• STATED PROBLEM: Switch "low-rise building" to "mid-rise building" in the lines running from the one that holds "of the low-rise" through the end of the records, inclusive, and write out only those lines again with everything else unchanged.

** Start TASK INPUTS **

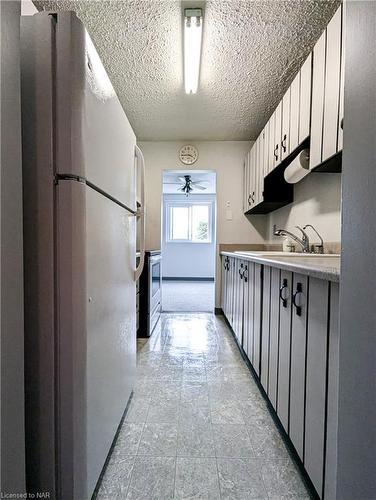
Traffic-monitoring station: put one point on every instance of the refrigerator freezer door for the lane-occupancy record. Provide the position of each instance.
(94, 137)
(111, 324)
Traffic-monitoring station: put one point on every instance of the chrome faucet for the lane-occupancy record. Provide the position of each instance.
(303, 242)
(316, 248)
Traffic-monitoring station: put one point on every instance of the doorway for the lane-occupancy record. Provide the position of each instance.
(188, 240)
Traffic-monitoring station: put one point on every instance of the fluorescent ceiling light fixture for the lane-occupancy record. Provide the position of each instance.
(192, 48)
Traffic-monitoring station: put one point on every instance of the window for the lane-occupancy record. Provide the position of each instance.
(189, 222)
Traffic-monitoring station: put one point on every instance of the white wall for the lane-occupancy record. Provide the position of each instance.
(11, 290)
(317, 201)
(226, 158)
(188, 260)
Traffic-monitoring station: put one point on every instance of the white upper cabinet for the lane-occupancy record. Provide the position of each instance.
(271, 159)
(266, 149)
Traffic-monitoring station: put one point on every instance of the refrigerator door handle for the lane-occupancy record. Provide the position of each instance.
(141, 211)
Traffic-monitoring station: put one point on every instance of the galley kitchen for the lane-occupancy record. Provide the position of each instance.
(187, 249)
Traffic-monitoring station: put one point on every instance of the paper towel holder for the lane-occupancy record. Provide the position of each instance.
(298, 168)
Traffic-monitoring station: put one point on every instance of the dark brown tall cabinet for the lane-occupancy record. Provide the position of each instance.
(287, 327)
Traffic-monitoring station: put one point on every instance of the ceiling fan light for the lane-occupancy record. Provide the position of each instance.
(192, 49)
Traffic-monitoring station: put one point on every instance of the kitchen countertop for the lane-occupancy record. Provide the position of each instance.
(325, 267)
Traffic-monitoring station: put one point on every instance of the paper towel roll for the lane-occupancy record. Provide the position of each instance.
(298, 168)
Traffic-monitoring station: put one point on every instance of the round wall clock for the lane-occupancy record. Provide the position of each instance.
(188, 154)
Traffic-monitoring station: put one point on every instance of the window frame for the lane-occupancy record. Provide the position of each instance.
(189, 204)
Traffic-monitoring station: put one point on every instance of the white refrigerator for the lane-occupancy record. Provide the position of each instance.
(80, 168)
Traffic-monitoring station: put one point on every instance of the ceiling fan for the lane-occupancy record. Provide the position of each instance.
(188, 184)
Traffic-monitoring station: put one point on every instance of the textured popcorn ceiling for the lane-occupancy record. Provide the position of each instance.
(251, 51)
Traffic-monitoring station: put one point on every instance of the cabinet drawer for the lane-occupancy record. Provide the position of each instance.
(264, 376)
(285, 134)
(284, 348)
(274, 336)
(316, 381)
(332, 86)
(305, 99)
(317, 109)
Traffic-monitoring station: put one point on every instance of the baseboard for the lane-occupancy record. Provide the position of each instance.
(175, 278)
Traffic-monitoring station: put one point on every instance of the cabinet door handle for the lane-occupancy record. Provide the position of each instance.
(283, 143)
(299, 290)
(284, 300)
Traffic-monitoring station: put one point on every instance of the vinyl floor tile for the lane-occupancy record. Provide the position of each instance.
(197, 426)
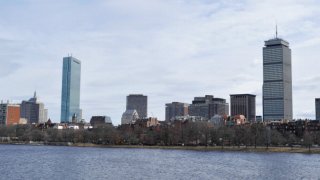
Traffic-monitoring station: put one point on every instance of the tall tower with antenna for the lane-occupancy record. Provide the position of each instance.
(277, 80)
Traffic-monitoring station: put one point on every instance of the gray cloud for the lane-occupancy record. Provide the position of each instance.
(168, 50)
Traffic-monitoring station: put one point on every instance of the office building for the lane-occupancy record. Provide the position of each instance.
(175, 109)
(139, 103)
(100, 121)
(243, 104)
(129, 117)
(208, 106)
(70, 96)
(277, 80)
(9, 113)
(317, 108)
(33, 110)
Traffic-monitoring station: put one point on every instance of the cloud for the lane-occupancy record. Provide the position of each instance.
(168, 50)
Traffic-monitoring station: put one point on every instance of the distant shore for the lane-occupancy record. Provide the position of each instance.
(272, 149)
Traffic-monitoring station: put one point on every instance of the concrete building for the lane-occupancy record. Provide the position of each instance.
(277, 80)
(243, 104)
(175, 109)
(208, 106)
(139, 103)
(33, 110)
(100, 121)
(317, 108)
(9, 113)
(129, 117)
(70, 96)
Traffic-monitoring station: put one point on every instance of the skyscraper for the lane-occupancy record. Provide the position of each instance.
(9, 113)
(317, 108)
(277, 80)
(139, 103)
(243, 104)
(175, 109)
(208, 106)
(33, 110)
(70, 96)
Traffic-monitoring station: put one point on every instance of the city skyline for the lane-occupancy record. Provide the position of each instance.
(70, 93)
(165, 50)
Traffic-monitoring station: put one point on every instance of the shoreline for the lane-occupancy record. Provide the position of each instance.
(249, 149)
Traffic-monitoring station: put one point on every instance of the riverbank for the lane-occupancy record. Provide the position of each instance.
(313, 150)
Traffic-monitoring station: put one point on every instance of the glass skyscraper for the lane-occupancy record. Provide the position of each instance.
(70, 96)
(317, 108)
(277, 80)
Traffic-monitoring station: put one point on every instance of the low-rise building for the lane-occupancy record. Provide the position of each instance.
(100, 121)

** End TASK INPUTS **

• FULL SOLUTION:
Traffic-monitoring station: put one point on every instance of the mid-rise building for the lane-occupancy record. Provide the position of each instance.
(100, 121)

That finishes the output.